Opdracht: Herschaal het deel van de gegevens dat begint bij de regel met "beard in this photo on that basis." en eindigt bij het einde van de gegevens, beide grenzen inbegrepen. Geef al deze regels opnieuw, ook de regels zonder coördinaten, en vermenigvuldig elke coördinaat in de antwoorden met 2,6, afgerond op hele getallen waarbij halven naar boven gaan.

Invoer:
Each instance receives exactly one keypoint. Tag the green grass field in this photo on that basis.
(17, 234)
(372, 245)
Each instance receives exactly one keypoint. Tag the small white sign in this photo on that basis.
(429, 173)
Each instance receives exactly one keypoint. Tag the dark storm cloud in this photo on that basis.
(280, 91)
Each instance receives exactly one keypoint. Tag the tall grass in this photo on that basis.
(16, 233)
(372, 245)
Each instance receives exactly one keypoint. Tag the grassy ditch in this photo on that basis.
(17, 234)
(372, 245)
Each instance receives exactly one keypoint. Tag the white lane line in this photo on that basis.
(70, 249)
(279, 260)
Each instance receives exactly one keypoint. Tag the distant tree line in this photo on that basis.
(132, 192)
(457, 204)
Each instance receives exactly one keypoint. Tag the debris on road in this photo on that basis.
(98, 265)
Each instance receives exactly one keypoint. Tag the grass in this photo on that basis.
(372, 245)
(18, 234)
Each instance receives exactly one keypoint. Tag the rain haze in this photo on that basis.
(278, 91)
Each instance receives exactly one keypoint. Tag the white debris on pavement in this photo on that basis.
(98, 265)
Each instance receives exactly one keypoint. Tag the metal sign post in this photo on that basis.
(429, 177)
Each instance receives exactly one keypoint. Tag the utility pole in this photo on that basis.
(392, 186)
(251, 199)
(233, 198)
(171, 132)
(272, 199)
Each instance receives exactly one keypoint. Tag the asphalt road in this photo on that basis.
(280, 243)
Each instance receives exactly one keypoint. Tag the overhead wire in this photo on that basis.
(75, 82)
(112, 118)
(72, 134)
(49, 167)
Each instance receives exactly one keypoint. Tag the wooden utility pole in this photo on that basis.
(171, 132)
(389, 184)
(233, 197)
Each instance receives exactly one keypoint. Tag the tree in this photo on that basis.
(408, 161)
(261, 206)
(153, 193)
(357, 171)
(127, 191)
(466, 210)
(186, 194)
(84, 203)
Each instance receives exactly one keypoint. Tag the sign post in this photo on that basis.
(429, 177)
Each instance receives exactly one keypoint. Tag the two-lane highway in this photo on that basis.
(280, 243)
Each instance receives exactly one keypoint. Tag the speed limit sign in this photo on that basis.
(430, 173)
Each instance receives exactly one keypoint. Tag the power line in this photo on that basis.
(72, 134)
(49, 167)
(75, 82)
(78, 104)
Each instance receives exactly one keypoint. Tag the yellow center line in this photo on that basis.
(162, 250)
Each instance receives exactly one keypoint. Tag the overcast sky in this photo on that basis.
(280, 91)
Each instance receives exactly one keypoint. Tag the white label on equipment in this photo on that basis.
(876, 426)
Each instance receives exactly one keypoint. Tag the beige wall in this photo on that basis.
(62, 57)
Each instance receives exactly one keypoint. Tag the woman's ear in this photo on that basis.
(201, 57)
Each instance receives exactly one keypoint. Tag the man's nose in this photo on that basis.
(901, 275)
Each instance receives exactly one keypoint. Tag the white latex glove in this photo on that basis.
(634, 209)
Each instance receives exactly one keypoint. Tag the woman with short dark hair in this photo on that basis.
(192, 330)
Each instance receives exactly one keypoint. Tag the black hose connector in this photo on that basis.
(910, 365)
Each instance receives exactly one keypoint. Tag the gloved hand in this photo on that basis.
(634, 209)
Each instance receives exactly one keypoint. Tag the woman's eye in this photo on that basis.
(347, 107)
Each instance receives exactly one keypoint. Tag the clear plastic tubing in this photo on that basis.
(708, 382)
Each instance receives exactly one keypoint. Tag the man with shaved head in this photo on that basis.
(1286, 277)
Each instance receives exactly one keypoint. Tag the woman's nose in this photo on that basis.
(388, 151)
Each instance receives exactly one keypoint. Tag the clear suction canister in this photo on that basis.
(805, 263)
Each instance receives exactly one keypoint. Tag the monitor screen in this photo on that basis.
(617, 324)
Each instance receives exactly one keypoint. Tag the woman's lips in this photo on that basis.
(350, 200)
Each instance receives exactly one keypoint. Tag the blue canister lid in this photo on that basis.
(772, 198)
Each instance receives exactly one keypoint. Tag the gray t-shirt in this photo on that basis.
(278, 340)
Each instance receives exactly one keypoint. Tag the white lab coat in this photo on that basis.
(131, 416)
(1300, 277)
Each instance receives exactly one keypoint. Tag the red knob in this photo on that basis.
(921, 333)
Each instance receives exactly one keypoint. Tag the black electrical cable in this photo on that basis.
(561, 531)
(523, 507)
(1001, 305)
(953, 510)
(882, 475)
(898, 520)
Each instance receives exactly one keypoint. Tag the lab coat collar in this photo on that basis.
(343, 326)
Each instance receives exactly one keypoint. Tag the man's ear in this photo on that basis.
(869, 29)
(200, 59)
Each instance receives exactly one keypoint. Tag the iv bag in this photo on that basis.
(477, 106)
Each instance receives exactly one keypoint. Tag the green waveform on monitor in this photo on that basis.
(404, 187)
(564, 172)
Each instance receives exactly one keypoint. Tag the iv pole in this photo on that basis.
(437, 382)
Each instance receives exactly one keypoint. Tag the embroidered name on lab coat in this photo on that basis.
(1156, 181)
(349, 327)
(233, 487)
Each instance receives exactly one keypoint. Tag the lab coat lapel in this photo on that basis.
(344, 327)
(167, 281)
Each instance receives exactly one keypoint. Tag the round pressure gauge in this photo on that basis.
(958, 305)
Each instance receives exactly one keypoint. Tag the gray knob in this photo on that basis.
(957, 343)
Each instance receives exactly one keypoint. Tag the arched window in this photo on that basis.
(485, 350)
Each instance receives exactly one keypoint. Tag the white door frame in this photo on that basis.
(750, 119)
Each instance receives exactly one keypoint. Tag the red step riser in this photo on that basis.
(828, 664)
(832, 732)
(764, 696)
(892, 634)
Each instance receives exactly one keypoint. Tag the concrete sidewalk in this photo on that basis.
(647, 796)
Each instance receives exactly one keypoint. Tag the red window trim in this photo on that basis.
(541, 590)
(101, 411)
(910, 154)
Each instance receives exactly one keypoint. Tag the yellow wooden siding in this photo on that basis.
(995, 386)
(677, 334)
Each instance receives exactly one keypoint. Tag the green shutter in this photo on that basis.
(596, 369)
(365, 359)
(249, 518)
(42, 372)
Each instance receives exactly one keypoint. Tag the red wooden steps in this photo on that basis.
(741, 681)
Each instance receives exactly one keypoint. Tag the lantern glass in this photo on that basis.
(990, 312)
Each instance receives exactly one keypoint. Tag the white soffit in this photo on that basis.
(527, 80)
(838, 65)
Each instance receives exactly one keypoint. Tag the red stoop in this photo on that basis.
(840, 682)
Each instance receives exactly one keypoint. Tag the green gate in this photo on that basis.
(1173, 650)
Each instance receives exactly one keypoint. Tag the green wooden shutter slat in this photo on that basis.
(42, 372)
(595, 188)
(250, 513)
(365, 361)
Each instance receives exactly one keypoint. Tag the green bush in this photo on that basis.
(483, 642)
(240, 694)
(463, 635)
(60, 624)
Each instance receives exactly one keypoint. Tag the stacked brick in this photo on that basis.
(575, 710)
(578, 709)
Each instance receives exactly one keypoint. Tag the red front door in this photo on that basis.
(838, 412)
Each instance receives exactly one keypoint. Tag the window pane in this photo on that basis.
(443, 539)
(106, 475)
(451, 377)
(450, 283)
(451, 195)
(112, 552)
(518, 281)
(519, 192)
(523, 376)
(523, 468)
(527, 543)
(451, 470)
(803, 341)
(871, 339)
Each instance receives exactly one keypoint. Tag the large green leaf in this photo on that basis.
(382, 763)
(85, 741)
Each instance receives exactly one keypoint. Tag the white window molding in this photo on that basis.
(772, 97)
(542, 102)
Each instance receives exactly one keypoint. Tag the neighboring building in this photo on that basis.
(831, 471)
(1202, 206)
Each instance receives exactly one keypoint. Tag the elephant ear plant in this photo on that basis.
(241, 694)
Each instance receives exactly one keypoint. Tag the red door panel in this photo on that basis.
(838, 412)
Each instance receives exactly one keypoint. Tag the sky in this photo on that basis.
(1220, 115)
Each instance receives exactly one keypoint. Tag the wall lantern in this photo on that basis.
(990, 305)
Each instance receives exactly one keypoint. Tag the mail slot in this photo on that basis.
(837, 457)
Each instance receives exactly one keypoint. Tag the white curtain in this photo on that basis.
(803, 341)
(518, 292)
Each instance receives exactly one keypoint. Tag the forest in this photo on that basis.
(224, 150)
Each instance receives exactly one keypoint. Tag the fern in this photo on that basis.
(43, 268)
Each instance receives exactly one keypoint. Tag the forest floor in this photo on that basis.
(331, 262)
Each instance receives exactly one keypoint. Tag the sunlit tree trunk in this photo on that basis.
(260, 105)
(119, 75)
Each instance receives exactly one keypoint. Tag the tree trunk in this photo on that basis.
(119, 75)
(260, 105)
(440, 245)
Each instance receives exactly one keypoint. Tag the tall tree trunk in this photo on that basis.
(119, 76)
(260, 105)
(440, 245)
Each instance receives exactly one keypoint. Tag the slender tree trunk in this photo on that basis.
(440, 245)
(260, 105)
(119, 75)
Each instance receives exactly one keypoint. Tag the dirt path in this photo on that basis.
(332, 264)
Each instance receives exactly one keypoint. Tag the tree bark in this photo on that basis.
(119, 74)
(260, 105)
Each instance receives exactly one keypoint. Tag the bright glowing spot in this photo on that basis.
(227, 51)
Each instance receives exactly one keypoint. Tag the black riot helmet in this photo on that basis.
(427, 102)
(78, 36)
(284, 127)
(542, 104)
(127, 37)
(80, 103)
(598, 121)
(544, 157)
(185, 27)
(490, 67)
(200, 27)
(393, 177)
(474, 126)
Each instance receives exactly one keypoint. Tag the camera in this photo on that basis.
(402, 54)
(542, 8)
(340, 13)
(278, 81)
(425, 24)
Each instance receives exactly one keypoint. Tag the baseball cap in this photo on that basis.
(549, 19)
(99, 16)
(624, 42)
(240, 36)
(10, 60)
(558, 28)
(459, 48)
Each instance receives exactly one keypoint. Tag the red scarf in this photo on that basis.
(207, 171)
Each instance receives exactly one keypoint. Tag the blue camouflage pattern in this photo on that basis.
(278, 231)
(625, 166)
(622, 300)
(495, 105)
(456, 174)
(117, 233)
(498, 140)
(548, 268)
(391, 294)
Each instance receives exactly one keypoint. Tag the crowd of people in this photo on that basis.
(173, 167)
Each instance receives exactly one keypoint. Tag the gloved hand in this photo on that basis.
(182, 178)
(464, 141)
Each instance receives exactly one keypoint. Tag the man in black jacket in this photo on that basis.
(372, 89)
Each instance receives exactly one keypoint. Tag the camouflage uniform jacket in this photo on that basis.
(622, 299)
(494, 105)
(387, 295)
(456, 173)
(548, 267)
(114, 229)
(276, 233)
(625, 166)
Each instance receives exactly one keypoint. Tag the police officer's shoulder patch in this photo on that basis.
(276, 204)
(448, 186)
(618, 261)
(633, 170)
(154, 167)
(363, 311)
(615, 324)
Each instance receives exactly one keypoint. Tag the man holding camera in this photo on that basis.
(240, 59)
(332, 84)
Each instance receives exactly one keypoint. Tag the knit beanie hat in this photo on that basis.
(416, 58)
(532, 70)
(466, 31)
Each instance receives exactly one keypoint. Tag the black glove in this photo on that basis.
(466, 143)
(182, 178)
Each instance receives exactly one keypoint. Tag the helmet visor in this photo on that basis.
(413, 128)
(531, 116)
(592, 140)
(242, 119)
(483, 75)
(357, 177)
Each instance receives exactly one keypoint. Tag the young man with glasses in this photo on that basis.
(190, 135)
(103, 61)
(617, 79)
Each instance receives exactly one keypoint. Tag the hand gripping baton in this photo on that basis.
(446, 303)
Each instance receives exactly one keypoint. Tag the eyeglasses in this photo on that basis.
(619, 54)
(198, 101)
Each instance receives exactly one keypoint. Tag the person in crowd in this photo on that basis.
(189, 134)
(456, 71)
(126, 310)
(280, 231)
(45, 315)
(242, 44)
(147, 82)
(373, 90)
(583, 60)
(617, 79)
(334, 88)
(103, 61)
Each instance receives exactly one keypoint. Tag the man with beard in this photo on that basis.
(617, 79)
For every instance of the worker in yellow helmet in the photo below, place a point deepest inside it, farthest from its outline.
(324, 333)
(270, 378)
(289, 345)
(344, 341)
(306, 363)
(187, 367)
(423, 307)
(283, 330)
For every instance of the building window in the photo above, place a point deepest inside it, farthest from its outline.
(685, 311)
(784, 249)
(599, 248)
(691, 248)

De oplossing:
Each instance receives exactly one keypoint. Tag the man with beard in this photo on that basis.
(1604, 205)
For every instance of the worker in yellow helmet in the photo below, place a point deepest inside it, farthest from its outline.
(842, 866)
(702, 983)
(751, 897)
(894, 887)
(796, 944)
(486, 954)
(1100, 798)
(736, 858)
For every instance of the building window in the photo above, place a point deepest inside it, farthest from its outline.
(1781, 809)
(2038, 647)
(1557, 645)
(1797, 645)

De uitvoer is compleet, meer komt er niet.